Filter the entries, keeping every line with the word "rough".

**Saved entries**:
*****
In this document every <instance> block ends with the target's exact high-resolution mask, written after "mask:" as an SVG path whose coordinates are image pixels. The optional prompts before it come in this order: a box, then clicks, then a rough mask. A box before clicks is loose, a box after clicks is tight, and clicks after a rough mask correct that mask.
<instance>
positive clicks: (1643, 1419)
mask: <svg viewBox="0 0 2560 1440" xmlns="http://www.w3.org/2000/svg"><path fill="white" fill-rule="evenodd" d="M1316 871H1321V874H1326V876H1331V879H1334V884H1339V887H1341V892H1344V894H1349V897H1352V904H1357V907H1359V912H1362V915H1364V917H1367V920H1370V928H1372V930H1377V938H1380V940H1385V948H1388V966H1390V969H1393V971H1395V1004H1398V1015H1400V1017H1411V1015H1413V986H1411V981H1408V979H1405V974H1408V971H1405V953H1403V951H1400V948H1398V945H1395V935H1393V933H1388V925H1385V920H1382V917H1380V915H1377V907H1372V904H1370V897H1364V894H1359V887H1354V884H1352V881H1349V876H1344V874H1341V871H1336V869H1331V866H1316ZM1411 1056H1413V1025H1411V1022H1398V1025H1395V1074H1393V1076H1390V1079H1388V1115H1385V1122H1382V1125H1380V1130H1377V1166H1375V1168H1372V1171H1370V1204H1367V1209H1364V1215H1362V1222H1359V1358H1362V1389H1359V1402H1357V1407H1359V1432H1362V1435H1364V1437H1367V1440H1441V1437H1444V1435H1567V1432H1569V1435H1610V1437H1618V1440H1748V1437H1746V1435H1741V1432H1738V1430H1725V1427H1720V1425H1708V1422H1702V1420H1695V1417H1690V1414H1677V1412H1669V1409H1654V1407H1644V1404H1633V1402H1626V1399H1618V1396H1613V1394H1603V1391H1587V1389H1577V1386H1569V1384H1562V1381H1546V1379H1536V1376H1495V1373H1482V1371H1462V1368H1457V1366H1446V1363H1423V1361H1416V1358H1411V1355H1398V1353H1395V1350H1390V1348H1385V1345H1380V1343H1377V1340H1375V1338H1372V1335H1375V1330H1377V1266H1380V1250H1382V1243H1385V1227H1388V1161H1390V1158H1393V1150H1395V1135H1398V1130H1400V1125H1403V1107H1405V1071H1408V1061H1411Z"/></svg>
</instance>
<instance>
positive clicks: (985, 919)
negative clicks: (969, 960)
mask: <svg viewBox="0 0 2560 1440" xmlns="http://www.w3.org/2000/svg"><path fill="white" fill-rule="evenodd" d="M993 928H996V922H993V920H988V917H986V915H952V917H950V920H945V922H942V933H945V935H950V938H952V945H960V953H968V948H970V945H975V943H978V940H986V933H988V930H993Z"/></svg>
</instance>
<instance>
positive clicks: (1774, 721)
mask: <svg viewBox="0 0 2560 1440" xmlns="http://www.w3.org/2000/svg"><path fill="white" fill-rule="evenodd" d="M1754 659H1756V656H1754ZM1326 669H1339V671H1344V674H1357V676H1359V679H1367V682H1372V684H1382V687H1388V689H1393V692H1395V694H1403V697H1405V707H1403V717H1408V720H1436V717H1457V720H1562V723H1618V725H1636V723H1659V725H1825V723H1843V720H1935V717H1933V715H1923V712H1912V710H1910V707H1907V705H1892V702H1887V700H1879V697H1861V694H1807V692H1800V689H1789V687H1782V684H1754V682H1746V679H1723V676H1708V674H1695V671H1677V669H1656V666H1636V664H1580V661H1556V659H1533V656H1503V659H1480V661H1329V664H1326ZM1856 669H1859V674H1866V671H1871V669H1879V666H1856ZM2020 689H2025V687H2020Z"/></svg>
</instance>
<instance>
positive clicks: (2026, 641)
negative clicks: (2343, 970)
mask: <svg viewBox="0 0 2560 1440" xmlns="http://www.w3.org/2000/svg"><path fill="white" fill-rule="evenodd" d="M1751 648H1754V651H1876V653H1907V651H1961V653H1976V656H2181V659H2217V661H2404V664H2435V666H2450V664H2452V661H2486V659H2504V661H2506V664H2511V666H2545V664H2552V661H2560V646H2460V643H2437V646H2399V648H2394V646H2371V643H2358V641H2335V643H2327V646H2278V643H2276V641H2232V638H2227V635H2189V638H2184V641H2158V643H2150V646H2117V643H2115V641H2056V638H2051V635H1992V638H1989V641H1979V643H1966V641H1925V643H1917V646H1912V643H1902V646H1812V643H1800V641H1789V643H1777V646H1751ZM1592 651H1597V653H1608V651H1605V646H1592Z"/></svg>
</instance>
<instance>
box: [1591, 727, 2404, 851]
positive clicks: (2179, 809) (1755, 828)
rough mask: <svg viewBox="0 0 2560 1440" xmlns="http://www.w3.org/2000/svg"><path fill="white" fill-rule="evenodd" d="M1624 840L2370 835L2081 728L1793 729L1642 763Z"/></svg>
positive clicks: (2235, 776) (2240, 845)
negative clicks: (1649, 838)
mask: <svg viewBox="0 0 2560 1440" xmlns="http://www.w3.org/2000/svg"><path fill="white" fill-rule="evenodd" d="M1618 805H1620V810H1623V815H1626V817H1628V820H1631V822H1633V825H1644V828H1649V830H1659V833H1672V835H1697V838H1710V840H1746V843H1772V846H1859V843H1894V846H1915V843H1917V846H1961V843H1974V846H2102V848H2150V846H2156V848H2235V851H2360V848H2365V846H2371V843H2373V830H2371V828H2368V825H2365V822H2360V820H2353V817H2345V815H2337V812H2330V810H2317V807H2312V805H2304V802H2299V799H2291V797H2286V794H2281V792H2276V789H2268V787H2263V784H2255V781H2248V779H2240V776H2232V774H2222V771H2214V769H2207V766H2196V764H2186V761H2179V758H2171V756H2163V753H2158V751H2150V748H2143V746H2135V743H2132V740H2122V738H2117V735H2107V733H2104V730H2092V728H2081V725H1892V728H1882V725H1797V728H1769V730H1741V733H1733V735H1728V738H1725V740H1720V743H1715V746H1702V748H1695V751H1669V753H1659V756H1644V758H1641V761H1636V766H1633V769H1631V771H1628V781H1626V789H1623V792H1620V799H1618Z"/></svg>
*****
**SOLUTION FOR THIS EXERCISE**:
In this document every <instance> block ends with the target's exact high-resolution mask, written after "mask:" as an SVG path whose coordinates are image pixels. The optional prompts before it come in this order: a box, then clicks, then a rough mask. A box before clicks is loose, a box after clicks is tight, and clicks after a rough mask correct that mask.
rough mask: <svg viewBox="0 0 2560 1440" xmlns="http://www.w3.org/2000/svg"><path fill="white" fill-rule="evenodd" d="M1624 840L2370 835L2081 728L1793 729L1642 763Z"/></svg>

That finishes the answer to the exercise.